• Work request: Go through the data and copy every line exactly, but not the images.

Data extracted from a collection
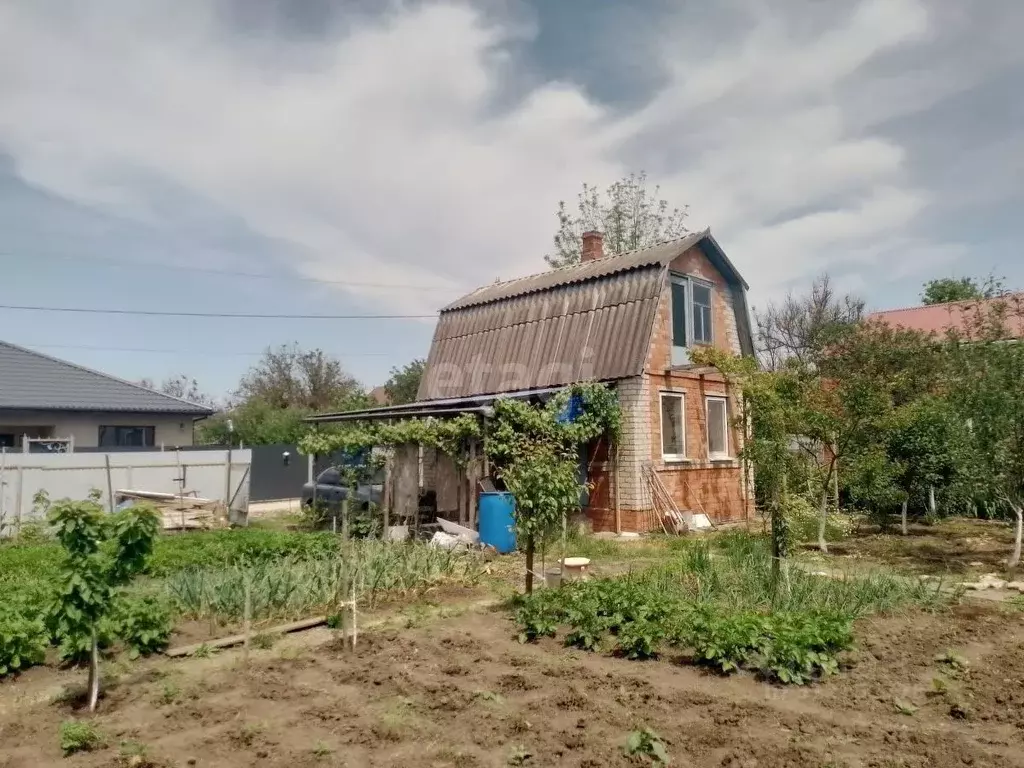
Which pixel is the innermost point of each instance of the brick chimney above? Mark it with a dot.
(593, 246)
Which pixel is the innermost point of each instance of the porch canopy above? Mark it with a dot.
(439, 409)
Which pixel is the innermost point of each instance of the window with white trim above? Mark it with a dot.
(692, 322)
(718, 427)
(673, 426)
(701, 312)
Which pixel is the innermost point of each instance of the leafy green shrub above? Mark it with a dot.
(726, 642)
(23, 641)
(539, 615)
(803, 518)
(587, 630)
(640, 639)
(143, 624)
(79, 736)
(644, 742)
(784, 647)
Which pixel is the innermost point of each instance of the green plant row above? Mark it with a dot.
(298, 587)
(721, 602)
(638, 623)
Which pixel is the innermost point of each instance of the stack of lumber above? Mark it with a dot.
(178, 512)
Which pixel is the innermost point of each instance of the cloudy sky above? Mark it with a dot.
(385, 157)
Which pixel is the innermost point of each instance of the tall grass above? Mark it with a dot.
(296, 587)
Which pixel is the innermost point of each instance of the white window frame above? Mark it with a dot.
(680, 354)
(691, 338)
(725, 427)
(682, 419)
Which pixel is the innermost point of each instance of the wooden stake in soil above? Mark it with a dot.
(354, 627)
(93, 672)
(247, 619)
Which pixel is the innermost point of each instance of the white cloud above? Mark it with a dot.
(389, 151)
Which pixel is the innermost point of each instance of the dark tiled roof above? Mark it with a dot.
(590, 321)
(954, 315)
(31, 381)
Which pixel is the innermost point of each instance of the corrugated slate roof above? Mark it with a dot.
(589, 321)
(660, 254)
(32, 381)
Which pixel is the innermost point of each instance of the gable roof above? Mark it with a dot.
(953, 315)
(589, 321)
(662, 254)
(32, 381)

• Answer to this problem:
Which pixel is the innermost point of each instance of the brick chimney above? Mark it with a dot.
(593, 246)
Which pixel is the innermost point of each instance of the porch canopy above? Mark it with a dot.
(439, 409)
Which pixel is the innermost point of each instance of the window with white trim above? Mark it with a dot.
(692, 322)
(718, 427)
(673, 426)
(701, 312)
Which pixel is the innermost point of each instance of the leafy green shrub above? Mark it with a dot.
(726, 642)
(23, 641)
(539, 615)
(803, 518)
(587, 630)
(640, 639)
(143, 624)
(79, 736)
(644, 742)
(784, 647)
Which pixel is the innermost point of each instance of the green plant row above? Mark it with a dot.
(298, 587)
(721, 602)
(638, 623)
Which pixel is the innermost point of each instance of the stack of lumber above? Mark it with a dot.
(178, 512)
Which pixel is the innermost point of each instance of the cloudy sky above? Mark it with a dot.
(385, 157)
Which pixel is the innermost point of each instance of the tall grass above? Mark it with a dot.
(296, 587)
Which pixel is the innermost point of each instance of the white window frame above? Mark it with a dot.
(680, 354)
(691, 338)
(725, 427)
(682, 419)
Which pixel is the innermost point of each instance of the wooden stake in soil above? Mark it with a dot.
(354, 627)
(93, 672)
(247, 619)
Which pixel is the innermost point of each instance of the white cloud above? Mark it with a dot.
(389, 151)
Which pixel is the innermost point of each instance of the dark tiled roof above? Mark it with a dot.
(590, 321)
(954, 315)
(31, 381)
Which pixel is the innermost point of each instance of the corrugated slate roof above? Mark it with a dot.
(589, 321)
(660, 254)
(32, 381)
Which pixel is the innermost point of each instance of the gable roof above? Mark it with a dot.
(953, 315)
(589, 321)
(662, 254)
(32, 381)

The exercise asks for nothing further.